[Location annotation dataset excerpts]
________________________

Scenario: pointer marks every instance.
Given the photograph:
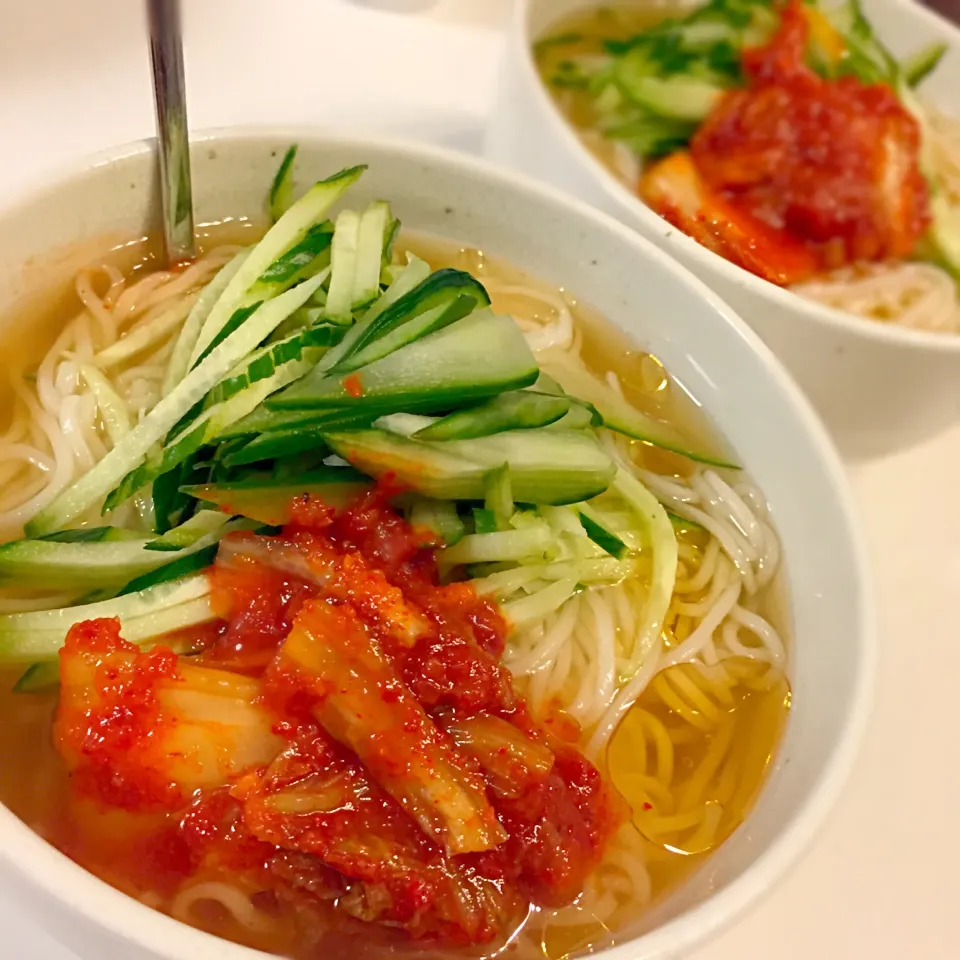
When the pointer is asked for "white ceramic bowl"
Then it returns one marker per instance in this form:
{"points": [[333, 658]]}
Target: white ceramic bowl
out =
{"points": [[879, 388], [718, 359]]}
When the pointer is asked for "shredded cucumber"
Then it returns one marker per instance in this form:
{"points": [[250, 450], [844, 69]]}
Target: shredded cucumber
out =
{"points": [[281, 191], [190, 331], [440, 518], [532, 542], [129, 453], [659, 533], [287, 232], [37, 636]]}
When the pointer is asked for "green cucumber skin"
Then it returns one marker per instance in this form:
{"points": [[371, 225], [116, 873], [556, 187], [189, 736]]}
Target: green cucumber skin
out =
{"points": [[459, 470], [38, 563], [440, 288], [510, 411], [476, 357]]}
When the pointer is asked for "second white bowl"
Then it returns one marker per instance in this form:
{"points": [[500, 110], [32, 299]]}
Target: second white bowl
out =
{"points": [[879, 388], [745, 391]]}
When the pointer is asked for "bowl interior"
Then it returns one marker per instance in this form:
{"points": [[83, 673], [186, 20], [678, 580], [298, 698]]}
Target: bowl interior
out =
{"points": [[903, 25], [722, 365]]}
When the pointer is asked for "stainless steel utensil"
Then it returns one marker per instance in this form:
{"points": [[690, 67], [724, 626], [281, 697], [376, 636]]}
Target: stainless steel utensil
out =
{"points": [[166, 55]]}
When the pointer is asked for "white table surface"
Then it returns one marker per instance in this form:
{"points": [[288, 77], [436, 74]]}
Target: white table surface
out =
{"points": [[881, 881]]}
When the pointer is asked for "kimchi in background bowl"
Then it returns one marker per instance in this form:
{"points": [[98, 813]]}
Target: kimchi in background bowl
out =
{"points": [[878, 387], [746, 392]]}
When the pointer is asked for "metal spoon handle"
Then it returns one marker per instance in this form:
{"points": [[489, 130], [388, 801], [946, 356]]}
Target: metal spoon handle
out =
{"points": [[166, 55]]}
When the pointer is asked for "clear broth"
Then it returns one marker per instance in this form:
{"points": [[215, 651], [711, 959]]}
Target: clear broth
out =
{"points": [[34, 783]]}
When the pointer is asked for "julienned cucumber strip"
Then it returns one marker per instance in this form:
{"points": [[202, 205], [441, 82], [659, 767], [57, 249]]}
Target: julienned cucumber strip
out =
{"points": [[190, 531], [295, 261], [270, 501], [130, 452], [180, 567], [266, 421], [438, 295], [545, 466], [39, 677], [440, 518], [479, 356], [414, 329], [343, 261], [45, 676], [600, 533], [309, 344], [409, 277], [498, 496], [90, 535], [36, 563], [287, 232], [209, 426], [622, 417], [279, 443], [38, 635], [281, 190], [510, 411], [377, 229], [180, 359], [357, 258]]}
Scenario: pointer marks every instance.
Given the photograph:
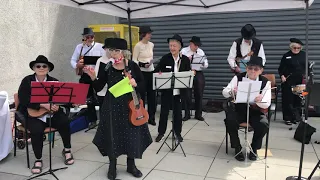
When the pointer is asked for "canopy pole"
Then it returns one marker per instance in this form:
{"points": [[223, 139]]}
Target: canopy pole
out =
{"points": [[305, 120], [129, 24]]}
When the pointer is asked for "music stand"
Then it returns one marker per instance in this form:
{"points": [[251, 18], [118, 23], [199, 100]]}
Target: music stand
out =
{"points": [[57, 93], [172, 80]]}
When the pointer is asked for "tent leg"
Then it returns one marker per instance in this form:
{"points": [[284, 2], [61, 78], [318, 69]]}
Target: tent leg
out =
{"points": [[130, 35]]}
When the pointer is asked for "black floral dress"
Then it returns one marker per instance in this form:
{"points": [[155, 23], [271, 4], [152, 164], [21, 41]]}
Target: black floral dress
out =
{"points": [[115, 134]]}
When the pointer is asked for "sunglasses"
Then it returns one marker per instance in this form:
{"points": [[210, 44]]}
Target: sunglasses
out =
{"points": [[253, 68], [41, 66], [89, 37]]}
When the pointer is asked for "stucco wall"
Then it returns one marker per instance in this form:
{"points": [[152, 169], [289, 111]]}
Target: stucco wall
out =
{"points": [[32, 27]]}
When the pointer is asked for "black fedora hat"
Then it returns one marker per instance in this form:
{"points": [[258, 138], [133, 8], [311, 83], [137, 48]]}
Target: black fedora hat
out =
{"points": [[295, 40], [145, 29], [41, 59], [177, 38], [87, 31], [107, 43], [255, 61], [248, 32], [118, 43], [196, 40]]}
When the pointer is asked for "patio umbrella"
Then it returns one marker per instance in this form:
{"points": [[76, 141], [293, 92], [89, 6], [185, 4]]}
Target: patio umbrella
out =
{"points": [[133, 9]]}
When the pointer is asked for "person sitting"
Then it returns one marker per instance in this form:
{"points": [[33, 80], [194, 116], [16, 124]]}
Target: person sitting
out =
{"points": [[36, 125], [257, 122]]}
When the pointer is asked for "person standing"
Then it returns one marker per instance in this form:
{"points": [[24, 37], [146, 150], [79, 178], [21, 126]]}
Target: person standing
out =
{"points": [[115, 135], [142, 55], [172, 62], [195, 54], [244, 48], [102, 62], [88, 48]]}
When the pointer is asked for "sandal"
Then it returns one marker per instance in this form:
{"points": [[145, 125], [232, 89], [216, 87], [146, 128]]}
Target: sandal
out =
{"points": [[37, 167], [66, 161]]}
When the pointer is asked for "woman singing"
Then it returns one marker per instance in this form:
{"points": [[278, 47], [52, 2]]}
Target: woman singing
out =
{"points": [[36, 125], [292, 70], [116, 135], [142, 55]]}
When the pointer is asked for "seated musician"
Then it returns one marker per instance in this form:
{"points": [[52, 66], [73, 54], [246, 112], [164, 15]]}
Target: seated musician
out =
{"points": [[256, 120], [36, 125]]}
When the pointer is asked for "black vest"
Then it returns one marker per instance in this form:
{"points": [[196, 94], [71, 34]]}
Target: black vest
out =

________________________

* _Aim_: Every entry should be returned exactly as written, minus the pictures.

* _Full response_:
Scenario: pointer marks every instance.
Given the photograph:
When the pointer is asked for "white ceramic bowl"
Then it returns one marker per instance in this form:
{"points": [[333, 658]]}
Target: white ceramic bowl
out =
{"points": [[879, 388], [718, 359]]}
When the pointer is asked for "shredded cucumber"
Then it returns one marker per instance in this form:
{"points": [[250, 450], [844, 69]]}
Target: shredded cucumber
out =
{"points": [[281, 191], [190, 331], [440, 518], [532, 542], [129, 453], [659, 533], [287, 232], [37, 636]]}
When the pointer is asked for "green cucumber skin"
Then it returns one marker per instance in this form:
{"points": [[371, 225], [116, 873], [556, 187], [189, 736]]}
Target: green cucumber skin
out =
{"points": [[459, 470], [38, 563], [440, 288], [510, 411], [476, 357]]}
When the pointer is asked for "second white bowl"
Then it returns one marker per instance in this form:
{"points": [[500, 110], [32, 299]]}
Target: second white bowl
out =
{"points": [[879, 388], [745, 391]]}
When the pointer is asked for "bowl interior"
Then it returns one marker per instance in this form:
{"points": [[83, 673], [186, 20], [678, 580], [298, 698]]}
Target: bowl interior
out =
{"points": [[903, 25], [722, 365]]}
When the pointer is asked for "stainless steel utensil"
Then it returns one marker per instance in this form:
{"points": [[690, 67], [724, 626], [281, 697], [376, 636]]}
Target: stainless steel utensil
out =
{"points": [[166, 55]]}
When the pointer is asked for "white table surface"
Then it returns one marker per instance in this form:
{"points": [[288, 77], [436, 74]]}
Target: white table surface
out =
{"points": [[881, 881]]}
When the pointer is asked for "kimchi in background bowl"
Then it returns one marker per instance in this form:
{"points": [[98, 813]]}
Target: kimchi in background bowl
out =
{"points": [[878, 387], [746, 392]]}
When the pointer is asked for "metal spoon handle"
Then it returns one marker per instance in this form:
{"points": [[489, 130], [388, 801], [946, 356]]}
Target: metal spoon handle
out =
{"points": [[166, 55]]}
When the pointer is asked for "clear broth"
Then it returns one marker per instance in this form:
{"points": [[215, 651], [711, 959]]}
Target: clear broth
out =
{"points": [[34, 783]]}
When the pointer is asked for "julienned cucumber strip"
Then it returns one marker per instance in this form:
{"points": [[202, 205], [441, 82], [659, 767], [57, 249]]}
Target: julienned cucumber strip
out =
{"points": [[190, 531], [295, 261], [270, 501], [130, 452], [180, 567], [266, 421], [438, 295], [545, 466], [39, 677], [440, 518], [479, 356], [414, 329], [343, 261], [45, 676], [600, 533], [309, 344], [409, 277], [498, 496], [90, 535], [36, 563], [287, 232], [209, 426], [622, 417], [279, 443], [38, 635], [281, 190], [510, 411], [377, 229], [180, 359], [357, 258]]}
Scenario: pointer marks every instance.
Given the photograph:
When the pointer is asked for "canopy pole"
Then it returns one marker per instance in this form:
{"points": [[223, 139]]}
Target: canopy pole
out =
{"points": [[305, 120], [129, 24]]}
When the pointer is asked for "music stand"
Then it returns one marker per instance in this form:
{"points": [[251, 18], [118, 23], [199, 100]]}
Target: music stand
out =
{"points": [[57, 93], [172, 80]]}
When the pointer is asked for "tent leg"
Then it returns one marker per instance in this form:
{"points": [[284, 2], [61, 78], [318, 69]]}
Target: tent leg
out =
{"points": [[130, 35]]}
When the pointer is asked for "black floral dress"
Then it returns one marker per instance in this form:
{"points": [[155, 23], [271, 4], [152, 164], [21, 41]]}
Target: black floral dress
out =
{"points": [[115, 134]]}
When the pointer is asked for "sunglasses"
Then it returns one marker per instance in this form:
{"points": [[210, 44]]}
Target: sunglasses
out =
{"points": [[253, 68], [41, 66], [89, 37]]}
When the pointer is asked for "stucco wall"
Then it returns one marker per instance in this form:
{"points": [[152, 169], [289, 111]]}
Target: stucco wall
out =
{"points": [[32, 27]]}
When the pointer is asked for "black fedora hat"
Then it returns one marker per instance in this form:
{"points": [[258, 138], [133, 8], [311, 83], [137, 48]]}
Target: black fedora hat
out =
{"points": [[295, 40], [145, 29], [41, 59], [177, 38], [87, 31], [107, 43], [255, 61], [248, 32], [118, 43], [196, 40]]}
When the pointer is asked for "patio umbrella"
Then it returns one marker per instance in this form:
{"points": [[76, 141], [293, 92], [89, 6], [185, 4]]}
Target: patio umbrella
out =
{"points": [[133, 9]]}
When the pointer is asked for "person sitting"
Then it returns one marker per instance in this form:
{"points": [[33, 80], [194, 116], [16, 124]]}
Target: person sitting
out =
{"points": [[36, 125], [257, 122]]}
When the pointer is asked for "person standing"
Then it returns one marker per instance in this form:
{"points": [[24, 37], [146, 150], [79, 178], [21, 126]]}
Target: person standing
out =
{"points": [[115, 135], [142, 55], [172, 62], [195, 54], [244, 48], [102, 62], [88, 48]]}
When the pointer is asked for "sandal"
Then it returns one marker per instance in this form:
{"points": [[145, 125], [232, 89], [216, 87], [146, 128]]}
Target: sandal
out =
{"points": [[37, 167], [66, 161]]}
When the pointer is asked for "woman singing"
Then it returns one marker per instance in this form:
{"points": [[278, 47], [52, 2]]}
Target: woman singing
out =
{"points": [[36, 125], [292, 70], [116, 135], [142, 55]]}
When the pointer is asked for "seated musician"
Then it returns one marker per instance in this form:
{"points": [[52, 66], [73, 54], [246, 112], [164, 15]]}
Target: seated musician
out =
{"points": [[256, 120], [36, 125]]}
When the pointer is asked for "black vest"
Then it returns one marker per instance in this form:
{"points": [[196, 94], [71, 34]]}
Target: black vest
out =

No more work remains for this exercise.